**PROBLEM TO SOLVE:** Print all of the data exactly as written.

Pointing records:

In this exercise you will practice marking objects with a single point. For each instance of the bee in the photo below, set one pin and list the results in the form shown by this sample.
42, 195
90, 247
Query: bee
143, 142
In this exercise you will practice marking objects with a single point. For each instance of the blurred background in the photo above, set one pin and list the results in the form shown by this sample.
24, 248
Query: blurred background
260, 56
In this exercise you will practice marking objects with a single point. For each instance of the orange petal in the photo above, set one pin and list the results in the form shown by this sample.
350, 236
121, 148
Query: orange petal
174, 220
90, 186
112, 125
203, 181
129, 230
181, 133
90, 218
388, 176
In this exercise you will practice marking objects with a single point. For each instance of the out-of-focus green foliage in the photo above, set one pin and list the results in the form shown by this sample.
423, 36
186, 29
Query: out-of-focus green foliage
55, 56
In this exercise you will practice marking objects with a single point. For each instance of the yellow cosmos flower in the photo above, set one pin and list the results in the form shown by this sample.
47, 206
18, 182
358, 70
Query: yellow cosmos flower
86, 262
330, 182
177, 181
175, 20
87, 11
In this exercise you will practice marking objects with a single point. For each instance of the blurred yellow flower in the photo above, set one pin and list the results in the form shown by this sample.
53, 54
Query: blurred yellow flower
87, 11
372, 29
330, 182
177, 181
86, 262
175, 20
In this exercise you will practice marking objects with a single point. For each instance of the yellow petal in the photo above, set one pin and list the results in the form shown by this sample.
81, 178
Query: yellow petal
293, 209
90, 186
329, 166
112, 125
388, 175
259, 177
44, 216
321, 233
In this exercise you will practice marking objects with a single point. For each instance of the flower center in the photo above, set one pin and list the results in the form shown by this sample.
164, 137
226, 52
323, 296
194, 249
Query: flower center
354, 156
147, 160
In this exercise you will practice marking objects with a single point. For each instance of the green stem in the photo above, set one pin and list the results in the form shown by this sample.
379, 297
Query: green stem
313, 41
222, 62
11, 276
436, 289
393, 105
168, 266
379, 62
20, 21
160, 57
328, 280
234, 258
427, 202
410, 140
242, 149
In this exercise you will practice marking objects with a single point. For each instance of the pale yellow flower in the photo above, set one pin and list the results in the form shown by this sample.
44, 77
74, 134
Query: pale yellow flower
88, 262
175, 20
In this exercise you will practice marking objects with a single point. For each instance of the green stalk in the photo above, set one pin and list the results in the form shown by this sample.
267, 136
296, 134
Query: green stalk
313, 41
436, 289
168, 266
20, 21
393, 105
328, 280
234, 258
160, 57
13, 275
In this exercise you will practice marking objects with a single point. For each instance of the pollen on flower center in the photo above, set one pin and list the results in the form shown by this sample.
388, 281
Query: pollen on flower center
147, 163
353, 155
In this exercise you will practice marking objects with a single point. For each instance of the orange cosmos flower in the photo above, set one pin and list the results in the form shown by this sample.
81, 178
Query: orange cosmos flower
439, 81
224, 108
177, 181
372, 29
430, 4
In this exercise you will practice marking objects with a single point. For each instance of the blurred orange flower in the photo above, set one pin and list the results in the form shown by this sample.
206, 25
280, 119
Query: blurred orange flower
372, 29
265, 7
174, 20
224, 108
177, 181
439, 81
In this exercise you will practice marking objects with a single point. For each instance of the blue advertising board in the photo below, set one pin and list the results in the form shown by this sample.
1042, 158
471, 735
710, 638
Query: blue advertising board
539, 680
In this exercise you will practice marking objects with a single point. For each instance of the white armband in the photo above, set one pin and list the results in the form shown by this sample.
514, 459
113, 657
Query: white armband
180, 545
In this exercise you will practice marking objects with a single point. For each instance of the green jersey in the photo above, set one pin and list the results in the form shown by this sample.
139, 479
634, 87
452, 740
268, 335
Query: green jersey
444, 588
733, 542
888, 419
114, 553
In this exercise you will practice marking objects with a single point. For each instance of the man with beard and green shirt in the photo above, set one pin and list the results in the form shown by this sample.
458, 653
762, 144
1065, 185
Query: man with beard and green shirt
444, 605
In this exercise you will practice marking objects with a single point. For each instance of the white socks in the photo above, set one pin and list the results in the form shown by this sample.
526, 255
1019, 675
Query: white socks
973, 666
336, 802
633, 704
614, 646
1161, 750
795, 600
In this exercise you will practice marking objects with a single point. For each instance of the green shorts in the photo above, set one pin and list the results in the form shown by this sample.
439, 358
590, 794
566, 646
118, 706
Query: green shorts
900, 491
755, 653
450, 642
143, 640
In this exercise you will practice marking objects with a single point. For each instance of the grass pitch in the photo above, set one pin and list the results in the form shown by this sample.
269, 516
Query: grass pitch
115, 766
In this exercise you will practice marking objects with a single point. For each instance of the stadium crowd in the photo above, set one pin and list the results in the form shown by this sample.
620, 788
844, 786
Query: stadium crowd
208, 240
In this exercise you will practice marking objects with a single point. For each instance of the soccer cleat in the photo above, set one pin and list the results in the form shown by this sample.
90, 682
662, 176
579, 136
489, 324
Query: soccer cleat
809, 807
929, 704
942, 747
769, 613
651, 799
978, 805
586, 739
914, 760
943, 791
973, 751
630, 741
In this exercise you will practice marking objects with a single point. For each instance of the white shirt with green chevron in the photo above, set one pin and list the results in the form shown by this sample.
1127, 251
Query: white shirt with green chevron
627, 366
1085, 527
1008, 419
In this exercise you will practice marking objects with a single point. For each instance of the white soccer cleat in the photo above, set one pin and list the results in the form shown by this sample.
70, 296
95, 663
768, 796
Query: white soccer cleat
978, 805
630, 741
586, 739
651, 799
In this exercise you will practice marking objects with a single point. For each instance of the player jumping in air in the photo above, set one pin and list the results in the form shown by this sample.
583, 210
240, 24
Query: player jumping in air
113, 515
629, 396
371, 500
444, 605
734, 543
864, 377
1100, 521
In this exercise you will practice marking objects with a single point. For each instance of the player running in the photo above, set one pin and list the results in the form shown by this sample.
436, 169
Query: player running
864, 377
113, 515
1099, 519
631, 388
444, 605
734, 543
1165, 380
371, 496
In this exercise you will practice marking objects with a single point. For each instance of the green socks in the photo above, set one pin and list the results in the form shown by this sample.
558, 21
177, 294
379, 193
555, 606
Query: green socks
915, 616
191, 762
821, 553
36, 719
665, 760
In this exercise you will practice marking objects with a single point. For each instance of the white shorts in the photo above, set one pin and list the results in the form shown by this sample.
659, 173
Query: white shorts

**RESPONSE:**
In this exercise you will practice marking objects with a single point. For each instance of the bee in the photo below, set one pin and list the results in the form shown by this sample.
42, 195
90, 247
Query: bee
143, 142
In this exercise you will practice marking objects with a single point. For each instance of the blurred background in the photo above, set one pin and list the results in the form shown by this sample.
24, 248
Query: blurred background
260, 56
In this exercise you will practice marking objects with a single point. For each instance of the orange petal in the photo above, set one pin and list the results in the form shown by this sample.
350, 236
121, 148
Query: orange petal
174, 220
90, 186
112, 125
203, 181
129, 230
181, 133
90, 218
388, 176
In this exercise you will practice marking objects with a single point. For each instance of the out-of-focus green foliage in the photo above, set one pin and list the results in the form shown by this sample.
423, 36
186, 29
Query: out-of-focus green foliage
55, 56
In this exercise you will practice marking objects with a single point. For each instance of the yellow cosmos flower in the photo above, set one pin and list the results in the form shown by this sample.
47, 206
18, 182
358, 70
Query: yellow cosmos flower
86, 262
330, 182
177, 181
175, 20
87, 11
In this exercise you will practice marking objects with a single point. For each instance of the blurred yellow flower in the photo above, set one pin and list the results in the form shown by this sample.
53, 54
Query: blurred yellow flower
87, 11
372, 29
330, 182
177, 181
86, 262
175, 20
In this exercise you will practice marking objects with a single point. For each instance of the yellow petal in the photo above, set one pin and list the results in the form shown by this sample.
81, 178
Query: yellow petal
293, 209
90, 186
329, 166
112, 125
388, 175
259, 177
44, 216
321, 233
In this exercise you will practice marking objects with a single point. For each instance of the flower center in the photo above, set one pin and list the results in the form shown by this sample.
164, 137
226, 52
323, 296
194, 249
Query: flower center
354, 156
147, 160
In this exercise you will practice marking objects with a single point. For each instance of the green stem in the photo above, set one pin and list the results in the form shown by this sample.
379, 297
Query: green stem
313, 41
222, 62
11, 276
436, 289
393, 105
168, 266
379, 62
20, 21
160, 57
328, 280
234, 258
427, 202
410, 140
242, 149
In this exercise you will practice marking objects with a single point. For each instance of the pale yellow flower in the photo above, set one pin and list the results in the form shown by this sample.
44, 77
74, 134
Query: pale yellow flower
88, 262
175, 20
In this exercise you will practice marking objects with a single point. For each instance of the green stalk in the photo above, set one pin and list the results in the form shown by this sample.
267, 136
296, 134
Query: green stalk
313, 41
436, 289
168, 266
20, 21
393, 105
328, 280
234, 258
160, 57
13, 275
In this exercise you will practice marking objects with a single point. For each instance of the pollen on flower center in the photo above, set one pin and list the results in the form shown by this sample.
388, 281
Query: pollen on flower center
147, 163
353, 155
In this exercise you will practice marking objects with a single point. For each instance of the orange cosmos flower in the photo above, set one pin and list the results in the form shown by this sample.
81, 178
Query: orange cosmos flower
439, 81
224, 108
177, 181
372, 29
430, 4
In this exercise you will practice marking objects with a single point. For each instance of the blurred orange flower in the photo above, set one pin and list the results in the form shown by this sample.
206, 25
280, 119
Query: blurred orange flower
372, 29
265, 7
174, 20
224, 108
177, 181
439, 81
In this exercise you will practice marking objects with a single point. For each instance of the blue advertising board in the photo below, set one pin and list the results in the form shown by this sample.
1042, 158
471, 735
710, 638
Query: blue advertising board
539, 680
In this exercise you will practice marking objects with a single point. For each instance of the white armband in the photo above, set one pin and list the results in the form shown by this sample.
514, 459
113, 657
Query: white armband
180, 545
In this exercise you will practice marking objects with a single point. For each instance of the green jersey in the photo above, set one pin and list the results in the form shown by this sample.
139, 479
634, 87
452, 740
268, 335
Query: green jersey
444, 588
733, 542
888, 419
114, 553
In this exercise you will practice marking objects with a single point. For each instance of the man with beard and green shirt in the photo above, set one pin and list the results in the form shown by this sample.
458, 653
762, 144
1065, 185
Query: man with beard and green shirt
444, 605
In this exercise you will practice marking objects with a single point. For each instance of the white socks in the photo above, set one pin and list the results in the form shown by this sample.
526, 255
1019, 675
Query: white socks
973, 666
336, 802
633, 704
614, 646
1161, 750
795, 600
In this exercise you will practice marking objects with a single point. For each instance of the green shorts in the photo above, set one pin and list the results in the form shown by this sample.
439, 358
590, 794
566, 646
118, 706
Query: green shorts
900, 491
755, 653
450, 642
143, 640
In this exercise you will practice marking objects with a single point. For each instance of the grass pitch in the photo above, set one pin and list the results in the form shown by this sample.
269, 516
Query: grass pitch
115, 766
In this exercise you will practice marking objects with a single point. For each instance of the stadium crowd in the photo above, set one pin and list the results in the form shown by this sample.
620, 788
844, 786
Query: stadium crowd
208, 240
In this exercise you will practice marking objects with a single point. For each instance of the soccer cleat in the photo above, set one pin and list the results in the form shown by this sample.
90, 682
662, 176
579, 136
489, 324
Query: soccer cleat
809, 807
929, 704
942, 747
769, 613
651, 799
978, 805
586, 739
914, 760
943, 791
973, 751
630, 741
In this exercise you will practice marking objects with a single point. For each instance of the white shirt with green chevron in the photo above, set one pin and list the results in the form shown by this sample.
1127, 251
Query: white shirt with green chevron
627, 366
1085, 527
1008, 419
In this exercise you will practice marking objects with a single point. For each instance of the white soccer cleat in the photo above, set one pin and list the results in the form shown by this sample.
70, 296
95, 663
768, 796
Query: white soccer cleat
978, 805
630, 741
586, 739
651, 799
In this exercise you will practice marking objects with a single point. For each instance of the player jumping in air in the photo above, set one pin and list the results in the form shown by this sample.
583, 210
240, 24
Query: player jumping in air
113, 515
629, 396
371, 500
444, 605
734, 543
864, 377
1100, 521
In this exercise you will practice marking objects with a single point. For each instance of the player running in the photo above, set one pin and list the results in the form shown by this sample.
436, 169
Query: player running
864, 377
113, 515
1099, 519
631, 388
444, 605
734, 543
1165, 380
371, 496
In this exercise you will practice marking objects with a single point. For each instance of the green socks in the photo above, set one pin and list the results in the form shown by this sample.
558, 21
177, 294
379, 193
555, 606
Query: green socks
915, 616
191, 762
821, 553
36, 719
665, 760
In this exercise you will practice marking objects with a single point. For each instance of the white shorts in the photo above, set one pin and list the results in the form shown by this sample.
659, 173
Query: white shorts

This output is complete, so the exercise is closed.